TASK
The answer must consist of every line from the entries that holds the word "leaf".
RECORDS FOR THIS TASK START
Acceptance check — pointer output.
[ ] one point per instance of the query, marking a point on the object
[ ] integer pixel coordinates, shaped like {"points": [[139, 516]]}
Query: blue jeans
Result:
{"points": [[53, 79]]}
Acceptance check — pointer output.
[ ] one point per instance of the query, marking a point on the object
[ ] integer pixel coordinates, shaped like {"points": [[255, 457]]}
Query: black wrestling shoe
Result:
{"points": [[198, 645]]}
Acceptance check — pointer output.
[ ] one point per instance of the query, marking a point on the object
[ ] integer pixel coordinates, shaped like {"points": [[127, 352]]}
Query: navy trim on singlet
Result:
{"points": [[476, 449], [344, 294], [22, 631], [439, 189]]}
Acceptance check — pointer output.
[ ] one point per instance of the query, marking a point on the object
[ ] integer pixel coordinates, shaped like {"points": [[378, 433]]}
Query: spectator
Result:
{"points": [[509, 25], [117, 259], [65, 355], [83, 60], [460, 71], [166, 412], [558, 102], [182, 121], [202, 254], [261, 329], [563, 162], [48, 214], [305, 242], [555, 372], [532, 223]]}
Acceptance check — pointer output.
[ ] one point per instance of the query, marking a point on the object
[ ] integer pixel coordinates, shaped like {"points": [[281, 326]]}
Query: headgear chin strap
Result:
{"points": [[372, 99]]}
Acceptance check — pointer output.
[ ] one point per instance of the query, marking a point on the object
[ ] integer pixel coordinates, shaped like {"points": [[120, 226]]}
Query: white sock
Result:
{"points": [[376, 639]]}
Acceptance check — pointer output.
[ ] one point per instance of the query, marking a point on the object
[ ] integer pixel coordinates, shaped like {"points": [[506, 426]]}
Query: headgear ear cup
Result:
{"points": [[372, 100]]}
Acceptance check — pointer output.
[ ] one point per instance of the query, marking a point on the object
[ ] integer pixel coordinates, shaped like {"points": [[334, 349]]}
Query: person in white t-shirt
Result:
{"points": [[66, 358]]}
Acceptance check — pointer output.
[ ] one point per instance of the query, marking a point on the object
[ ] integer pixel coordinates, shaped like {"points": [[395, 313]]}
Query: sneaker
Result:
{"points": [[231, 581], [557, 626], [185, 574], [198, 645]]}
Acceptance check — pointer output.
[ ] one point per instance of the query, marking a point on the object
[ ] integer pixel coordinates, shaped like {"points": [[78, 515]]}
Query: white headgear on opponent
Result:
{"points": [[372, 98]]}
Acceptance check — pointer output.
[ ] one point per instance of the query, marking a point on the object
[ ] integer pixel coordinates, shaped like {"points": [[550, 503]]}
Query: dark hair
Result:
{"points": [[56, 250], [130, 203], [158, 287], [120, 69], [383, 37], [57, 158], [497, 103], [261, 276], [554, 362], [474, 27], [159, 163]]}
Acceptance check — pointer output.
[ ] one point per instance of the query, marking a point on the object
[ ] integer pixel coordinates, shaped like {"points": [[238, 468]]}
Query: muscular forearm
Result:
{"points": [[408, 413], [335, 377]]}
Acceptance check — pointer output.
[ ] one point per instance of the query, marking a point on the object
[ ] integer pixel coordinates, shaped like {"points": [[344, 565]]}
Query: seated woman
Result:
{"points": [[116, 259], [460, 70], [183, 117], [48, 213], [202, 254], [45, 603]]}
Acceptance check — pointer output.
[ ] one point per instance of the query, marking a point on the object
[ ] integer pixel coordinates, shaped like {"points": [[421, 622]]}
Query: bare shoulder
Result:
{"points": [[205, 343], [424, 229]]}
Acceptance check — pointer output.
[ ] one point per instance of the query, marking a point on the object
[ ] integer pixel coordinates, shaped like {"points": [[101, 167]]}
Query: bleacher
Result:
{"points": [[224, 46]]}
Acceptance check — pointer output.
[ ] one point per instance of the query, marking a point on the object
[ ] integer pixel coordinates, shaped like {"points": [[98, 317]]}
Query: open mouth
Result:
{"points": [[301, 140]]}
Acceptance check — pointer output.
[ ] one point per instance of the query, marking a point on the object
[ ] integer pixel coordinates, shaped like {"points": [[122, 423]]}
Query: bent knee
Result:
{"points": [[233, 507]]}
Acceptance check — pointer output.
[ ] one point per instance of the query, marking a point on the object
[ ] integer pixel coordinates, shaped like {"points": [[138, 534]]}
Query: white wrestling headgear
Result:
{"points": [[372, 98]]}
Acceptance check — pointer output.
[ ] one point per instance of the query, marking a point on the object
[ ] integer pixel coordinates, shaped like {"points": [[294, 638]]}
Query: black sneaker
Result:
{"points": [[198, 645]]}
RECORDS FOR THIS TASK END
RECORDS FOR THIS TASK START
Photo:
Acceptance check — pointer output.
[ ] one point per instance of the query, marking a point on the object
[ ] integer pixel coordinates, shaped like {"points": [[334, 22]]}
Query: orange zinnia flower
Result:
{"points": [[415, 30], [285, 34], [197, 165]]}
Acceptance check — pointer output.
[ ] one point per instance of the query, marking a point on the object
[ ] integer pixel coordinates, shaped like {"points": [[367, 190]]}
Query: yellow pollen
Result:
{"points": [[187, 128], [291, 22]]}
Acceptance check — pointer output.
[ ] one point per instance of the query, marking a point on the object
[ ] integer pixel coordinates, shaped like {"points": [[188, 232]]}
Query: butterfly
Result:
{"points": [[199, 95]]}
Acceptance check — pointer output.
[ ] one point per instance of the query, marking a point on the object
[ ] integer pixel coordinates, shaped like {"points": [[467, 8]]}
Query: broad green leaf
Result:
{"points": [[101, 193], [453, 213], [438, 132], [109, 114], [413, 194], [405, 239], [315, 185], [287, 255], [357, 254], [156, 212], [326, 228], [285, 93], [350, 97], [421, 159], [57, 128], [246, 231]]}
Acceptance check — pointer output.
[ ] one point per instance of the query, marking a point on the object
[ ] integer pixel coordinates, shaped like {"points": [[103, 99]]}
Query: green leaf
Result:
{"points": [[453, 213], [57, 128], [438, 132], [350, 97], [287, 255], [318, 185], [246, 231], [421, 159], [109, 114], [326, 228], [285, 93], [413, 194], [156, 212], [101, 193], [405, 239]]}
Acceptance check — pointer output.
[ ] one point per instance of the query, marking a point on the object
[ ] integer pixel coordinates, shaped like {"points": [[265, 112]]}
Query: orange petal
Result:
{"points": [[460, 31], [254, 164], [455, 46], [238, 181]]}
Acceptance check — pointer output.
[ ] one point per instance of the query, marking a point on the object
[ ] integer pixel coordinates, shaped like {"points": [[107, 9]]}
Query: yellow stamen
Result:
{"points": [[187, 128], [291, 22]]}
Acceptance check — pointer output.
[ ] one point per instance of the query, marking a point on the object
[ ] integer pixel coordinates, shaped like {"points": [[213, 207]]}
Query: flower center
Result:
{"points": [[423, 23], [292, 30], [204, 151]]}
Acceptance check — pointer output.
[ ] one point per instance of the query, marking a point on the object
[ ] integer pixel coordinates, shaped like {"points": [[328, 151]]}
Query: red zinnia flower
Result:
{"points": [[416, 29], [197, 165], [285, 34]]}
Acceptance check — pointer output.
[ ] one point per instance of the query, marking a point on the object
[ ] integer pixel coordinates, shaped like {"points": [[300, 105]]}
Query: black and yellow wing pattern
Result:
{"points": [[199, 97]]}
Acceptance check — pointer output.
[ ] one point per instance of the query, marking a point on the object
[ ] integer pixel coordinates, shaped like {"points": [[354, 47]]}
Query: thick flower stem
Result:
RECORDS FOR THIS TASK END
TASK OUTPUT
Query: broad green leaf
Query: green leaf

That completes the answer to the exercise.